▶ GOAL: Report how many lines in the records below contain the word "black", treating uppercase and lowercase as different, and give only that number.

____ AVAILABLE DATA

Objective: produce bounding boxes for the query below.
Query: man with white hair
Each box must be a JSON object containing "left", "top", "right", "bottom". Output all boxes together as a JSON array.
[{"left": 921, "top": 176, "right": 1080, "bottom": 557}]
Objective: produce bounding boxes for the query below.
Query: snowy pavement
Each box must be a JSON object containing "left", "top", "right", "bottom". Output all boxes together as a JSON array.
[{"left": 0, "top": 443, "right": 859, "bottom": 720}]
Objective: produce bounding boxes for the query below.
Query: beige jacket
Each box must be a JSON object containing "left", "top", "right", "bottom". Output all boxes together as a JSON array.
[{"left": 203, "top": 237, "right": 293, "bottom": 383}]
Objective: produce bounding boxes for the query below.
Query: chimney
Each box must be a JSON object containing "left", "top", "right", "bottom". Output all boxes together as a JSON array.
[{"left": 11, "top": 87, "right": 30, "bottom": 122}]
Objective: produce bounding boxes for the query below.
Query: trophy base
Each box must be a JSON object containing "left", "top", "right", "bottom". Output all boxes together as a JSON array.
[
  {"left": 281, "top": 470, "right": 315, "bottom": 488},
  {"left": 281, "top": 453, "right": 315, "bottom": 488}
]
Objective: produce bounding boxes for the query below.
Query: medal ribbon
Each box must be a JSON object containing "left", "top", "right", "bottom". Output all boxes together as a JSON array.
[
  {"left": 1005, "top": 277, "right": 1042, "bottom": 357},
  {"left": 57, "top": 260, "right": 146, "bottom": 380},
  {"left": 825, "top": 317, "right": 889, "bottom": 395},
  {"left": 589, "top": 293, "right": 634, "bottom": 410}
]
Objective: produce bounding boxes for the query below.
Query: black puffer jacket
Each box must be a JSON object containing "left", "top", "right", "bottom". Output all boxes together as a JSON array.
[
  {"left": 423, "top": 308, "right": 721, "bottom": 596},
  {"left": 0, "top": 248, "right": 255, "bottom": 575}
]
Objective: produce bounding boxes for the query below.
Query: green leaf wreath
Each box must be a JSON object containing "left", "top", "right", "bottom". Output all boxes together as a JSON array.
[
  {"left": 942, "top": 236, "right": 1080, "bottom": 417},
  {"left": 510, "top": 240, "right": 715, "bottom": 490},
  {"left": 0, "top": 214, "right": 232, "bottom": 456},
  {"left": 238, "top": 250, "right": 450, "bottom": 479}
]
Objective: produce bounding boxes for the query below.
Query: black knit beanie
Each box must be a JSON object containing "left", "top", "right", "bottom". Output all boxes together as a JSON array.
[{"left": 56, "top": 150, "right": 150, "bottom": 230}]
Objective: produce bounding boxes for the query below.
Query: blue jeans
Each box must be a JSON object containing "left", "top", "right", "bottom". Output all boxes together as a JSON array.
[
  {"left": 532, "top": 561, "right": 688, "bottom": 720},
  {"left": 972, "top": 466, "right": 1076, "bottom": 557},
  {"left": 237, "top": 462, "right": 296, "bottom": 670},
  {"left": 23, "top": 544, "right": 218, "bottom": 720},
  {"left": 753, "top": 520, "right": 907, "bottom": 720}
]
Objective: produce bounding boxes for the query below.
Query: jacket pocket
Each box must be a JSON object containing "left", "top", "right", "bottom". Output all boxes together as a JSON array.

________

▶ EXPECTED OUTPUT: 2